## Exercise requirements
Copy out, word for word, the lines of the data that begin with the line containing "the cloud, the" and continue through the end of the data.

## Coordinate annotation entries

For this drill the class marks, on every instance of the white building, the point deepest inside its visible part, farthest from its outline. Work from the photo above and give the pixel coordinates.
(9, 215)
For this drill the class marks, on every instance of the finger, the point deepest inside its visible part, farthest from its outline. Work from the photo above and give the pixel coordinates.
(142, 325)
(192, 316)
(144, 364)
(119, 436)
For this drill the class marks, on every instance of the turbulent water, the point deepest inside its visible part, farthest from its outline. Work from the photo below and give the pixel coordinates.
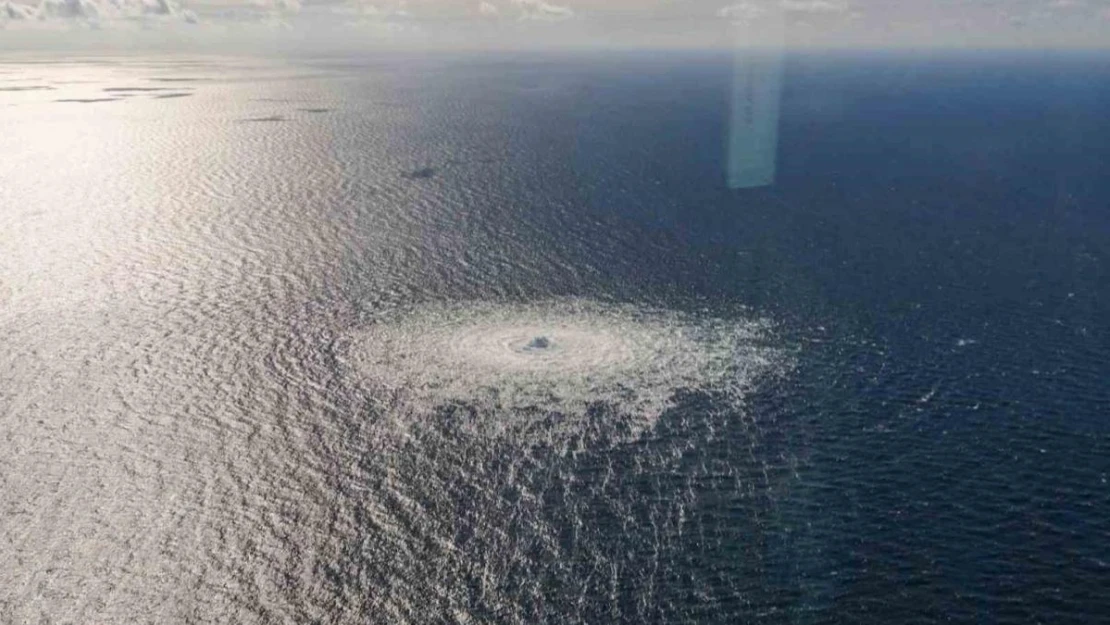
(477, 340)
(511, 366)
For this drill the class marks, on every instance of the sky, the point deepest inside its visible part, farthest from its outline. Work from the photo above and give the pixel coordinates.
(321, 24)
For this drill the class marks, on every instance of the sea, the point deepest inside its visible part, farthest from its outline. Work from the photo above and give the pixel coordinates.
(488, 339)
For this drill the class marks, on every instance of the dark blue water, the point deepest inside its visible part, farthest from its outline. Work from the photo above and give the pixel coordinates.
(939, 234)
(180, 290)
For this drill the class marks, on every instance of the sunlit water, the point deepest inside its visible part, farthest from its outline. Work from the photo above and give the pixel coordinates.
(410, 340)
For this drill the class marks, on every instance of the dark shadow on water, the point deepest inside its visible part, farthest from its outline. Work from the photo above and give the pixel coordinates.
(265, 119)
(88, 100)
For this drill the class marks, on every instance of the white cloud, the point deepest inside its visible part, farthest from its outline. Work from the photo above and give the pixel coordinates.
(12, 11)
(1067, 4)
(540, 10)
(742, 12)
(93, 12)
(815, 6)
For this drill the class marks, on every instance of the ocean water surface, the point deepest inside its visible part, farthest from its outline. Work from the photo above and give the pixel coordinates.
(430, 339)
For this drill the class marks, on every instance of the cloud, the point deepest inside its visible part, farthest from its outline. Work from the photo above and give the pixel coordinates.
(94, 13)
(538, 10)
(12, 11)
(742, 12)
(487, 10)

## Solution
For this drill the class marks, on every instance of the cloud, the point deepest inside its visible part, farthest from its outline. Work from the photo above and give the pixel coordinates.
(94, 13)
(538, 10)
(12, 11)
(742, 12)
(487, 10)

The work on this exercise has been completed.